◆ Information shown

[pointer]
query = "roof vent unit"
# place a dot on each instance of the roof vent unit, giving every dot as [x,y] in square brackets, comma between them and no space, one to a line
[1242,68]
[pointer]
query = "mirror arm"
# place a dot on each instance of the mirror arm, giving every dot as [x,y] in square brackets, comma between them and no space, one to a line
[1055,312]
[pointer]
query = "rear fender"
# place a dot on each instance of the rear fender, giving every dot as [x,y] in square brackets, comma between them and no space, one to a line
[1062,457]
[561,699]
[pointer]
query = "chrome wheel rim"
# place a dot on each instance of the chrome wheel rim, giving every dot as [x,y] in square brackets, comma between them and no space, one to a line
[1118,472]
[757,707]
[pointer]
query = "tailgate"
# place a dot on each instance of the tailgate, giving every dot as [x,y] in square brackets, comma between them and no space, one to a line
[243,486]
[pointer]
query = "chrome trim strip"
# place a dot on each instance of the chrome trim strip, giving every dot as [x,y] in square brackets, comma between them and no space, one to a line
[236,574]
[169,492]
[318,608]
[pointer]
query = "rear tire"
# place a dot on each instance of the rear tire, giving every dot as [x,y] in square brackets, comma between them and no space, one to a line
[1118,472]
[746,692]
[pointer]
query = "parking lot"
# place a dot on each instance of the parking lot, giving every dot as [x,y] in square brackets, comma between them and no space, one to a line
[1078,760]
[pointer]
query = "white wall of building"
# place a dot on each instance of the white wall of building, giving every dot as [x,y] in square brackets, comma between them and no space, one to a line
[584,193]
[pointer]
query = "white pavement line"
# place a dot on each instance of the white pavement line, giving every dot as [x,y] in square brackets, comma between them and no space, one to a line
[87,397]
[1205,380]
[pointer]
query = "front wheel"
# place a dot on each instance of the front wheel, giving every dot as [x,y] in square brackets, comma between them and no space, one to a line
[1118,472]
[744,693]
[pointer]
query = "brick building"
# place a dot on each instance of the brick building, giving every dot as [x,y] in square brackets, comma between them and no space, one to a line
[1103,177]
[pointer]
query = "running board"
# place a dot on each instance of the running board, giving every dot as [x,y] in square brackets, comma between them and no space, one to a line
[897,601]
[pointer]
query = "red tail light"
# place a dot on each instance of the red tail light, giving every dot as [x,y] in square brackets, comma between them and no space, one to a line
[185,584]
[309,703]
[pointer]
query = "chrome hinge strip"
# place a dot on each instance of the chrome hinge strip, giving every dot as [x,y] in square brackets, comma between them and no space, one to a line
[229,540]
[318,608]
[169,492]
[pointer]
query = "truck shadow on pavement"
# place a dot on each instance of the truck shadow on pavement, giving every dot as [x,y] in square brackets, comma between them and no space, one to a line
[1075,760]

◆ Written exercise
Extract every record and return it verbatim.

◆ Output for this exercise
[pointer]
query = "roof vent unit"
# place a dot on each instance of the roof vent unit, giving every dot as [x,y] in square brackets, comma between them and no space, one to a line
[1242,68]
[pointer]
query = "mirror arm"
# place a dot on each instance of the mirror arm, giving every dot as [x,y] in square brackets, comma between them and no space, one to a line
[1055,312]
[pointer]
query = "rear fender"
# place a dot on each instance of the rear fender, giving every dot as [x,y] in square brackets, comma between them and no space, one to a line
[1062,457]
[561,699]
[pointer]
query = "chrome wheel rim"
# place a dot on each instance of the chrome wheel rim, giving every dot as [x,y] in square brackets, comma between them and no space, one to a line
[1118,472]
[757,707]
[pointer]
query = "tailgate"
# place a dot on each instance of the tailgate, giving every dot as [x,y] in square brackets, comma between them and no space, one to a line
[243,486]
[pointer]
query = "chrome trim strip"
# place a dot on each instance of the chrome trim strip, giving every dot as [x,y] in square brackets, comma between them and no space, one to a line
[236,574]
[169,492]
[318,608]
[pointer]
query = "rear tire"
# place a dot on each instance of the rear tire, giving every dot as [x,y] in square brackets, comma between them and no space, one to a line
[1118,472]
[746,692]
[pointer]
query = "parking lot"
# place a dot on each instance of the parking lot, giving every dot as [x,y] in square brackets, comma between them and no space, one to a line
[1078,760]
[pointer]
query = "white wall of building"
# place a dot on each instance of the white wall of building, giving every dot as [x,y] in square brackets, comma between them and no space, one to a line
[584,193]
[pointer]
query = "white pavement line"
# place a dot on each instance of the white pavement line, giving every dot as [x,y] in square brackets, comma between them and no space, one to a line
[87,397]
[1205,380]
[pointer]
query = "front wheel"
# place a dot on each instance of the front wheel, giving every dot as [x,y] in square brackets, comma between them and no space, one to a line
[1118,472]
[744,693]
[pointer]
query = "brick building"
# place a dot on each instance of the brick building, giving every dot as [x,y] in square brackets, comma between them and no space, one to a line
[1103,177]
[pointer]
query = "running board"
# place a dot on each instance of the running board, giving every dot as [x,y] in square brackets, comma between them and no space, one to a line
[897,601]
[pointer]
query = "red tail light"
# place a dot on each instance of the red tail light, giving every dot as [x,y] in square brackets, comma between them and no space, one to a line
[185,584]
[309,703]
[pointer]
query = "chrome hinge strip"
# place a dot on each instance of the chrome hinge strip, giving every dot as [x,y] in square brackets, comma between them and no space, one to a line
[229,540]
[318,608]
[169,492]
[pointer]
query = "truck shadow on pavement"
# place a dot on each instance of the truck shadow on pavement, giving every dot as [x,y] in square brackets, comma between them and no space, one to a line
[1075,760]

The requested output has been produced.